◆ **EXERCISE DETAILS**:
Locate every line in the listing below that contains the string "building" and copy each of those lines in full. Matching is case-sensitive.

◆ **WORKING DATA**:
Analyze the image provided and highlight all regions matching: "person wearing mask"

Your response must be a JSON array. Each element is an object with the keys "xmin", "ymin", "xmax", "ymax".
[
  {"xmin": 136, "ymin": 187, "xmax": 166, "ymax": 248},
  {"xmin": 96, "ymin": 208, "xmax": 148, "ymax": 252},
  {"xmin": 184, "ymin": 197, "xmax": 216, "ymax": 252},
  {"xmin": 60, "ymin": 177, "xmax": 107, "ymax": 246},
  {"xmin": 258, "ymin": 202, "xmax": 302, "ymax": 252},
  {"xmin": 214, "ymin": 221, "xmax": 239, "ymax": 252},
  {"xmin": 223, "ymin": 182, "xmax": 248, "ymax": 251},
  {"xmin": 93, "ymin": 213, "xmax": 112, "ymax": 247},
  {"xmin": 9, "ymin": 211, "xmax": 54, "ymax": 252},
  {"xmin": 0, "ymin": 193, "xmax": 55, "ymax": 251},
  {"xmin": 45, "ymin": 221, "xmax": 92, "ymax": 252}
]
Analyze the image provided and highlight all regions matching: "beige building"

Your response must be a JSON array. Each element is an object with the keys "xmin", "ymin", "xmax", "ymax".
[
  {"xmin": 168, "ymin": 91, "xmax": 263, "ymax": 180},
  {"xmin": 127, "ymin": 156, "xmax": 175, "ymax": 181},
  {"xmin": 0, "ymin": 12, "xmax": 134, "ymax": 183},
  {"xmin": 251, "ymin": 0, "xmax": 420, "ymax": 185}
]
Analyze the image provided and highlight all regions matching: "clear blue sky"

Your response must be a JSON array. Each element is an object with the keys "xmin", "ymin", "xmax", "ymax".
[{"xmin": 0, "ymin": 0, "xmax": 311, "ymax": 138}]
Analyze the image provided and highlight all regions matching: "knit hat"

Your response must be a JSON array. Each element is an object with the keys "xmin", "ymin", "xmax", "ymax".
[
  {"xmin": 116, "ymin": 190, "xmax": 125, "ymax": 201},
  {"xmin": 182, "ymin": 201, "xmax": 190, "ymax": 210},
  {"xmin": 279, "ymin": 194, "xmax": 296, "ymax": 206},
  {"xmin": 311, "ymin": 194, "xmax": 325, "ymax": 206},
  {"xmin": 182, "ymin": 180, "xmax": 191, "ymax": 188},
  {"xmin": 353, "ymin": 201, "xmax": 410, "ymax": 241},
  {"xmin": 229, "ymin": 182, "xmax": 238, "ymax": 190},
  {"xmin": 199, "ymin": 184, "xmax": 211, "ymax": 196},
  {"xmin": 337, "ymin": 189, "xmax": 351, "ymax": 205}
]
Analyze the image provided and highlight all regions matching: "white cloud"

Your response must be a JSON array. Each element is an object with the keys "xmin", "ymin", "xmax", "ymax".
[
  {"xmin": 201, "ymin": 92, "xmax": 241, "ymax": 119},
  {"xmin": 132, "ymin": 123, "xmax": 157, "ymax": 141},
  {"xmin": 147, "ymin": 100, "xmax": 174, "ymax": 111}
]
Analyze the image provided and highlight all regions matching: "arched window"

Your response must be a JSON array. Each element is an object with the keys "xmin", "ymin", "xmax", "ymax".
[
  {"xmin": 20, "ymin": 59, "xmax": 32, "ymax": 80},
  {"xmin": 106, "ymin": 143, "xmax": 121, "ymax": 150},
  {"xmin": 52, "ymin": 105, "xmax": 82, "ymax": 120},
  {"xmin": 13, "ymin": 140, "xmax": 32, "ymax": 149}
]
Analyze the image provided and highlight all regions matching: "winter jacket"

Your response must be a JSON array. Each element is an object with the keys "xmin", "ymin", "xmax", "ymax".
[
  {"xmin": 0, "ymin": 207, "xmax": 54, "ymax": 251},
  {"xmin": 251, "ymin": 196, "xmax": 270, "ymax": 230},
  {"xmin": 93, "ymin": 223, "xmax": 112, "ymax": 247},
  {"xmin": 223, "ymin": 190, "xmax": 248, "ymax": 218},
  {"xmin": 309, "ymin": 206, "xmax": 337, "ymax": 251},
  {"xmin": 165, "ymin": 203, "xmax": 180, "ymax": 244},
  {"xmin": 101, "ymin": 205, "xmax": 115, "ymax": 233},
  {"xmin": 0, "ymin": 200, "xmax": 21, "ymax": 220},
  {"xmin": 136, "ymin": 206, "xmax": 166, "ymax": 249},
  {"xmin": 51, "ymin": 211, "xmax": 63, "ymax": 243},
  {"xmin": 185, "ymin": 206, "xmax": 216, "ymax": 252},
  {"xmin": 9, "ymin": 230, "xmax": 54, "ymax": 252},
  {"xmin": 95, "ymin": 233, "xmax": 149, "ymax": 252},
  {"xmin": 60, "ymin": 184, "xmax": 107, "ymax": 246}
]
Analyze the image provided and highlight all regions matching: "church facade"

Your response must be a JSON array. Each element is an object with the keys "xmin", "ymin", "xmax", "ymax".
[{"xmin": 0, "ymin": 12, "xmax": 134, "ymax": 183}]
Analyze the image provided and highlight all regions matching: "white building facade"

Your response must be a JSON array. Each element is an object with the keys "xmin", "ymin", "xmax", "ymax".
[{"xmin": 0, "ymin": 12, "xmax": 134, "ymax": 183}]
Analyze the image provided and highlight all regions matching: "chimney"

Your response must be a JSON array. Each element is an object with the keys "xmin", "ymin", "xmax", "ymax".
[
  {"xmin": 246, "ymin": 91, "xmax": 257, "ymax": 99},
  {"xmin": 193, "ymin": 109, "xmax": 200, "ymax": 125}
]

◆ **ANSWER TO THIS PROBLEM**:
Analyze the image provided and highlight all regions matching: "beige building"
Analyze the image provided and highlight all regions matching: "white building facade"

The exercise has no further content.